[Excerpts of point annotation data]
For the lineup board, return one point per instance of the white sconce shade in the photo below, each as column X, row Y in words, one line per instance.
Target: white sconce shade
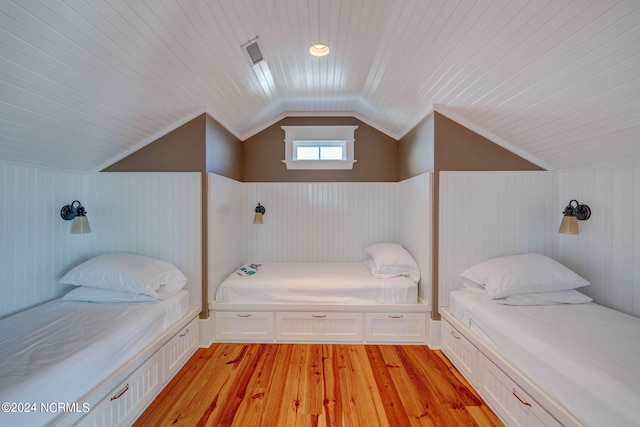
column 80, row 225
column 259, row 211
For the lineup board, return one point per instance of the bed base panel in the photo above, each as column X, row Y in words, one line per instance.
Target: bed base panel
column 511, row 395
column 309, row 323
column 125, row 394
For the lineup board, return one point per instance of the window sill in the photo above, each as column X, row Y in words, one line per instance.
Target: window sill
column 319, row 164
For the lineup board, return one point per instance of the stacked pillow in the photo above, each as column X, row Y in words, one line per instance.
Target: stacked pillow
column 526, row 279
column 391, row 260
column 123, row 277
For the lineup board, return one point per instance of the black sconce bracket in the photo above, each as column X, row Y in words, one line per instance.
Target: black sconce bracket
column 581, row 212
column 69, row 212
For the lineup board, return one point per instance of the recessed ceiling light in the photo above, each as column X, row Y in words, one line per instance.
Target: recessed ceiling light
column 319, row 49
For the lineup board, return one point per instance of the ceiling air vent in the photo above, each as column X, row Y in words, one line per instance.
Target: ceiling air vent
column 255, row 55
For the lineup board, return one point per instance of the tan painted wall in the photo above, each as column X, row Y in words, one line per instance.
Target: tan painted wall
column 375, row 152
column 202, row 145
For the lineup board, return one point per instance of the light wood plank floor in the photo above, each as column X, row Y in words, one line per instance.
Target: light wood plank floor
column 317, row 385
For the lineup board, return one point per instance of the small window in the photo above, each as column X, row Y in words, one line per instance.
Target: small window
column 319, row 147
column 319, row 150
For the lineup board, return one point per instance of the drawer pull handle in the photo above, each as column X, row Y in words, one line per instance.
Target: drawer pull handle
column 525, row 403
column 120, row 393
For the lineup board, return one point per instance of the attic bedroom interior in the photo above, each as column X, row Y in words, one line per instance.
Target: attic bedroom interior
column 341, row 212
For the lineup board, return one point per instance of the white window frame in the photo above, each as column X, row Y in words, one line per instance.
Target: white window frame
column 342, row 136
==
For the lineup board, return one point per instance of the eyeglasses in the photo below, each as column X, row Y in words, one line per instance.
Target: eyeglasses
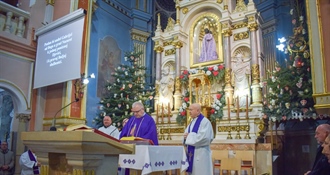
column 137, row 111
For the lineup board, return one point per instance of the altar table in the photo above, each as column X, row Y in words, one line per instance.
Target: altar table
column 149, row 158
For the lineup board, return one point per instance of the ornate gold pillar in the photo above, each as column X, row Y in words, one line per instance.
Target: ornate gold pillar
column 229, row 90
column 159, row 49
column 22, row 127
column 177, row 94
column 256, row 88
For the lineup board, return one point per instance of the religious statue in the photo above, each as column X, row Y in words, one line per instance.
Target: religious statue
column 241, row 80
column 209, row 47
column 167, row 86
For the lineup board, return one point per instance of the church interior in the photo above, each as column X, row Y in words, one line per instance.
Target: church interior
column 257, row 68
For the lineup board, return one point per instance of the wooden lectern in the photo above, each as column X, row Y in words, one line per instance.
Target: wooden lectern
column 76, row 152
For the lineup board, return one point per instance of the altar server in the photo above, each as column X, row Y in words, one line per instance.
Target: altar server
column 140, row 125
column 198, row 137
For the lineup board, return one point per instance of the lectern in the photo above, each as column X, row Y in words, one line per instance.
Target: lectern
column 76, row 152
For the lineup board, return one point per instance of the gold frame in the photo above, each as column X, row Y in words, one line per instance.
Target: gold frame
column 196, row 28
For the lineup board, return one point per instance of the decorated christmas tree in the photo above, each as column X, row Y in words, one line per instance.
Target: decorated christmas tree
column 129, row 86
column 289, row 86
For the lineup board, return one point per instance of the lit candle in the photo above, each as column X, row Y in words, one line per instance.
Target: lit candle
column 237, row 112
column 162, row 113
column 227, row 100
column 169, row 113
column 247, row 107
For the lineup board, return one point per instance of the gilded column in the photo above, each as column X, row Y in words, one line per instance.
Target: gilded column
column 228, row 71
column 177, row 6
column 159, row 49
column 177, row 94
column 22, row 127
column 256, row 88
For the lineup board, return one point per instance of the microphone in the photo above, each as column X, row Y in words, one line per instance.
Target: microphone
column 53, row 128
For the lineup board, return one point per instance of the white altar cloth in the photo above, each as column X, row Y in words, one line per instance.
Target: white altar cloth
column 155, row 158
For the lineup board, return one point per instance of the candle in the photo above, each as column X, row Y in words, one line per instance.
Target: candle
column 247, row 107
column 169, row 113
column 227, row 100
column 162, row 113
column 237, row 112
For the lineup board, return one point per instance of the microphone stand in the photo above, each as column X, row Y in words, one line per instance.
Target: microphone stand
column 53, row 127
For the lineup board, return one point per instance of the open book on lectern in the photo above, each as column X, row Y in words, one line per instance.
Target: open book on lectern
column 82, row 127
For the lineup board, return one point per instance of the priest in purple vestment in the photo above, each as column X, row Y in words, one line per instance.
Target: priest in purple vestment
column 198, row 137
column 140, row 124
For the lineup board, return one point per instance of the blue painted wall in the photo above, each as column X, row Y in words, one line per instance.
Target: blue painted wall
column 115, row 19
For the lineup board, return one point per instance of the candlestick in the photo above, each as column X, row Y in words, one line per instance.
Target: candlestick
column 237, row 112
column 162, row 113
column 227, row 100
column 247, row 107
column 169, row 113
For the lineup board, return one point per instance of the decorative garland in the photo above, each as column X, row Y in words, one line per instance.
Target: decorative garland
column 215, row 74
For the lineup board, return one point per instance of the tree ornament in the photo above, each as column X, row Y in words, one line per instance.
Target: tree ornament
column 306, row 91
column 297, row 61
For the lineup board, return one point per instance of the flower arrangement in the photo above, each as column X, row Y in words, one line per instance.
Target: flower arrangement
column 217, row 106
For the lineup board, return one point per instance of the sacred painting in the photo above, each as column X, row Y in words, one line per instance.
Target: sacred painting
* * *
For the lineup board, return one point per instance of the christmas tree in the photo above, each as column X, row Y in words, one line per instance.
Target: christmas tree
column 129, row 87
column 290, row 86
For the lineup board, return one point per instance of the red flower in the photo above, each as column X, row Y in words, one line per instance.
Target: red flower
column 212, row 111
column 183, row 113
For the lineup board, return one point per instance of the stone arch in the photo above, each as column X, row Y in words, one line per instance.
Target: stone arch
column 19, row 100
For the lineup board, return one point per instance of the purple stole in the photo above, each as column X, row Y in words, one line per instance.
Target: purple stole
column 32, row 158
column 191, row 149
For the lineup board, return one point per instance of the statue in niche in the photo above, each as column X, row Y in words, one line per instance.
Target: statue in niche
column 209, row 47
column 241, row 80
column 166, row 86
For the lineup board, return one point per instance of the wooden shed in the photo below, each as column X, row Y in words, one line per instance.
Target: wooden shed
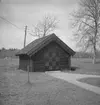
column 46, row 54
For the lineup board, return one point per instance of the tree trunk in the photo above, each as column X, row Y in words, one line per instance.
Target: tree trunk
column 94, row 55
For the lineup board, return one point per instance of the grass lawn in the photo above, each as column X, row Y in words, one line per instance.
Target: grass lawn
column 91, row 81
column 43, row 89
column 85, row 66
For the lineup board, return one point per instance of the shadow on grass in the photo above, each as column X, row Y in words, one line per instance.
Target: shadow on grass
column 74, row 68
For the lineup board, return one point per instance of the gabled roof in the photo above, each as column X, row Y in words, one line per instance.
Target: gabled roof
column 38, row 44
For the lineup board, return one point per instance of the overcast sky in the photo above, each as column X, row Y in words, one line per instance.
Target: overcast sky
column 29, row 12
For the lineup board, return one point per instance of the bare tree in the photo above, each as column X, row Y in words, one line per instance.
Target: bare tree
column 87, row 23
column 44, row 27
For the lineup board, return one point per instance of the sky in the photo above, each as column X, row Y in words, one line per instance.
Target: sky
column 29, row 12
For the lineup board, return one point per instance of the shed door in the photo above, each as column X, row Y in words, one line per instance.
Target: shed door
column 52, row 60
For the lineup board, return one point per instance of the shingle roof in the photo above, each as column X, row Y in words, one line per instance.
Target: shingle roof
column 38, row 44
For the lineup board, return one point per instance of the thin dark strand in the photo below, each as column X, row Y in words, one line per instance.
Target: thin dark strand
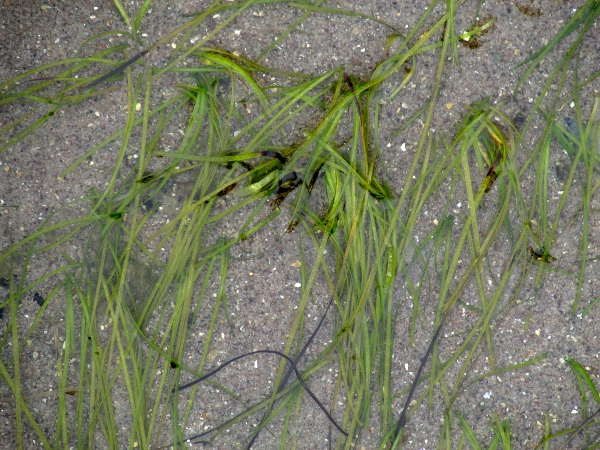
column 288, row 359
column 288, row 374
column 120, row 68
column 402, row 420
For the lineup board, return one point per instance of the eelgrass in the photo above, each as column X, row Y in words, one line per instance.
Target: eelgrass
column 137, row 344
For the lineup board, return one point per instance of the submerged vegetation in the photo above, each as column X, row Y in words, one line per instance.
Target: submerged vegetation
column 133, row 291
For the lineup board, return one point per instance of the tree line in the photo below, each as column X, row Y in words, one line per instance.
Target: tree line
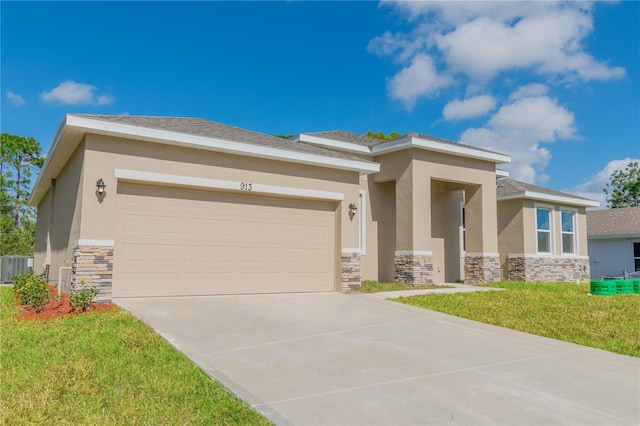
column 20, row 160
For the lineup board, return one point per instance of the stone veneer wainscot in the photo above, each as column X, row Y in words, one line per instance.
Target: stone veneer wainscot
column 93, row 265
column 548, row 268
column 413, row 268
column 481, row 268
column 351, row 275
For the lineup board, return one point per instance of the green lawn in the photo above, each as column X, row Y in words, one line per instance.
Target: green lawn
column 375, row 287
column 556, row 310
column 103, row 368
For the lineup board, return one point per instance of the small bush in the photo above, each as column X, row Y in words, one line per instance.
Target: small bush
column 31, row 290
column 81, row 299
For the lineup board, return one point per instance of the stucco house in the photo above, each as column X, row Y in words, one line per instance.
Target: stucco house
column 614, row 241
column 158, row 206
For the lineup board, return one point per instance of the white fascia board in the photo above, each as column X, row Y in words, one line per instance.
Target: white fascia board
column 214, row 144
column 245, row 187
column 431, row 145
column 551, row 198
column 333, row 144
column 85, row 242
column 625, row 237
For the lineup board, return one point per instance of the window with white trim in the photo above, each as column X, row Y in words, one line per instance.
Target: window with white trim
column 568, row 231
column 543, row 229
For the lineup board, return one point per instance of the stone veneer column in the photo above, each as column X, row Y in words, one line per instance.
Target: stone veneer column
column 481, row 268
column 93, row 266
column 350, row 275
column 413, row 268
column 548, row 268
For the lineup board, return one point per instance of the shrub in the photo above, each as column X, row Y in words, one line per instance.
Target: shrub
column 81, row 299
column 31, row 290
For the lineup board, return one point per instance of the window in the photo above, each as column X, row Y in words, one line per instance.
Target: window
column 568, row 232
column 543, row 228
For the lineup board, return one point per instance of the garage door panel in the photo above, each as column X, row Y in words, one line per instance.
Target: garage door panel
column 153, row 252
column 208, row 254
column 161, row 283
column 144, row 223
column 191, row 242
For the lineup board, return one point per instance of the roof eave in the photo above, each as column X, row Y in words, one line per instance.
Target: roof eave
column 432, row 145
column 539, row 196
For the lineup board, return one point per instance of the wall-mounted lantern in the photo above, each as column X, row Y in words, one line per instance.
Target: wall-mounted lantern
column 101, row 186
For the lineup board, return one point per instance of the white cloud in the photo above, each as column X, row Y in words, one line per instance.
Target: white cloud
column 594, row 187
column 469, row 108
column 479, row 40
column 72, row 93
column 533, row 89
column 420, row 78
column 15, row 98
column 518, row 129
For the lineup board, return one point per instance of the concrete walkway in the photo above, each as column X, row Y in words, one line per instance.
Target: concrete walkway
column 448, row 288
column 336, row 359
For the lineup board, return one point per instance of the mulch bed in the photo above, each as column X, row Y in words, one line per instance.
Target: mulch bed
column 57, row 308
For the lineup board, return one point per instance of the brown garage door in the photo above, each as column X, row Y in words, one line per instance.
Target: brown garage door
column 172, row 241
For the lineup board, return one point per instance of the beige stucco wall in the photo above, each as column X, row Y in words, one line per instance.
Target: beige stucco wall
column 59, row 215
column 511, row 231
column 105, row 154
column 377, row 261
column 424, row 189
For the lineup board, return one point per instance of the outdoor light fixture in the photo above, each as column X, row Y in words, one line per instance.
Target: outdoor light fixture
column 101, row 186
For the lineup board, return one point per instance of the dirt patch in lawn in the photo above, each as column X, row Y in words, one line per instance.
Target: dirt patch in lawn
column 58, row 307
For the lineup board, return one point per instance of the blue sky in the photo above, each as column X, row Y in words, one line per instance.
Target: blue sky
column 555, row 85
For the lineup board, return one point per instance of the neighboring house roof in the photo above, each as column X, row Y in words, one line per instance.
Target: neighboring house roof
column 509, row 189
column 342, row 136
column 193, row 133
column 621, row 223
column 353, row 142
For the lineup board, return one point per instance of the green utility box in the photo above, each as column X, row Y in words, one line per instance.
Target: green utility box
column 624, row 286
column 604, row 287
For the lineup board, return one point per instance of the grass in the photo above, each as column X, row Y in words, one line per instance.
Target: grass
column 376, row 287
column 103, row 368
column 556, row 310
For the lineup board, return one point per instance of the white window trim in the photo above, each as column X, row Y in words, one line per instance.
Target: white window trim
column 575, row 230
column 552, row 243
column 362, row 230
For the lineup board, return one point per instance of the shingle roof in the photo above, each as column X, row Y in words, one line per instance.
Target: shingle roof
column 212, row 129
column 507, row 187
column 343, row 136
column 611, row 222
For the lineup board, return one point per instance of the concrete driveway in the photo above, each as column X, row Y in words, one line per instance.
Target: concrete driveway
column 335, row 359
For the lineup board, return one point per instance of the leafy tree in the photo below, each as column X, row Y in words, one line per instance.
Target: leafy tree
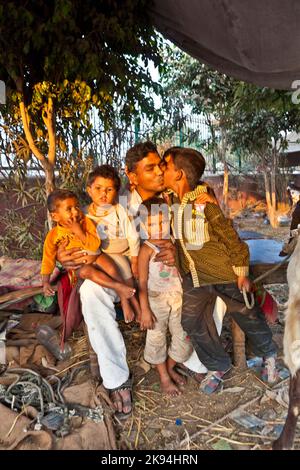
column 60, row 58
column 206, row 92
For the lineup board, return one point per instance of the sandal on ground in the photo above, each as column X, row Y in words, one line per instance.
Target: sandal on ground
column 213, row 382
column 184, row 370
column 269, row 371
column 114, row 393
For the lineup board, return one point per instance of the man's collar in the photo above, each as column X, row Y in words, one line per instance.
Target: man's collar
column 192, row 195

- WHAT IS REQUIRED -
Can you copy out the records above word for word, starting at the line that contains "the white sconce" and stopping after the line that contains "column 259, row 211"? Leave the pictures out of your copy.

- RESPONSE FOR THIS EXERCISE -
For the lineup board, return one point per instance of the white sconce shade in the photo below, each as column X, row Y in words, one line per instance.
Target: white sconce shade
column 80, row 225
column 259, row 211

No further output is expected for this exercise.